*Textauszug*.
= = =

In Niedersachsen braucht man nur den jeweiligen Angelschein(z.b. Des Vereines),
wenn der erste Wohnsitz in Niedersachsen ist und man in der Niedersächsischen Nordsee angeln will.
(Jahresfischereischein ist nicht notwendig, kann aber zusätzlich erworben werden, was sinnvoll ist, wenn man mal in SH fischen möchte. 
Wird in Niedersachsen nur einmal ausgestellt mit Lebenslanger Gültigkeit)

In Schleswig Holstein braucht man den Jahresfischereischein der je nach Bundesland, in dem man wohnt, Lebenslang oder mit Jährlicher Gültigkeit ausgestellt wird, egal ob man in der Nord oder Ostsee fischen möchte.

In MV muß zusätzlich eine Genemigung erworben werden die zusätzlich zum Jahresfischereischein nötig ist.

Sollten noch Fragen bestehen, ich hab meine fragen vom VDSF in Kiel, Hannover und von der jeweils zuständigen Landesfischerei Behörde der Länder in den jeweiligen Bundesländern beantwortet bekommen.

PS. sollten sich die Bestimmungen seit letzten Herbst geändert haben, bin ich für jede Berichtigung dankbar.


----------



## JanS (1. Juli 2005)

*AW: ???Ausrüstungsfrage???*

@masterfischer

du redest von dem prüfungszeugniss  ich rede vonnem fischereischein der zusätzlich erworben werden muss (in einigen Bundesländer Nierdersachsen gehört nicht dazu) um in einem Verein mitglied zu werden.


gruß
Jan


----------



## Masterfischer (1. Juli 2005)

*AW: ???Ausrüstungsfrage???*



			
				JanS schrieb:
			
		

> @masterfischer
> 
> du redest von dem prüfungszeugniss  ich rede vonnem fischereischein der zusätzlich erworben werden muss (in einigen Bundesländer Nierdersachsen gehört nicht dazu) um in einem Verein mitglied zu werden.

= = =

*Datenzeilen*.
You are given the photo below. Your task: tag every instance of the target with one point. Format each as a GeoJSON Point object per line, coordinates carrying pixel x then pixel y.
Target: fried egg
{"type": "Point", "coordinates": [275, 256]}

= = =

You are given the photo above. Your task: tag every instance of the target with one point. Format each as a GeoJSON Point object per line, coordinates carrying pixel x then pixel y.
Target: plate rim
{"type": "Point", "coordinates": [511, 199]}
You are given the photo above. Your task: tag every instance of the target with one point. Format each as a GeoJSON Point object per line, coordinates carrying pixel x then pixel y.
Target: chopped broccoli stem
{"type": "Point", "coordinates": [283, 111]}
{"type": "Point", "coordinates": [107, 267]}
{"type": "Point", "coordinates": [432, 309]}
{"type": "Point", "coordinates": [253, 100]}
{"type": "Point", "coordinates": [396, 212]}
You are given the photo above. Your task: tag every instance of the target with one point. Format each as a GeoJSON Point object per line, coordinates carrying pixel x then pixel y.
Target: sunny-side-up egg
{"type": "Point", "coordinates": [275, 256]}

= = =

*Arbeitsanweisungen*.
1 > Wie oft wird der Jahresfischereischein laut dem Textauszug in Niedersachsen ausgestellt?
2 > Geben Sie den Textauszug wortgetreu wieder, beginnend mit „(Jahresfischereischein ist nicht“ und fortlaufend bis einschließlich „jede Berichtigung dankbar.“.

*Lösungen*.
1 > Nur einmal, mit lebenslanger Gültigkeit.

2 >
(Jahresfischereischein ist nicht notwendig, kann aber zusätzlich erworben werden, was sinnvoll ist, wenn man mal in SH fischen möchte. 
Wird in Niedersachsen nur einmal ausgestellt mit Lebenslanger Gültigkeit)

In Schleswig Holstein braucht man den Jahresfischereischein der je nach Bundesland, in dem man wohnt, Lebenslang oder mit Jährlicher Gültigkeit ausgestellt wird, egal ob man in der Nord oder Ostsee fischen möchte.

In MV muß zusätzlich eine Genemigung erworben werden die zusätzlich zum Jahresfischereischein nötig ist.

Sollten noch Fragen bestehen, ich hab meine fragen vom VDSF in Kiel, Hannover und von der jeweils zuständigen Landesfischerei Behörde der Länder in den jeweiligen Bundesländern beantwortet bekommen.

PS. sollten sich die Bestimmungen seit letzten Herbst geändert haben, bin ich für jede Berichtigung dankbar.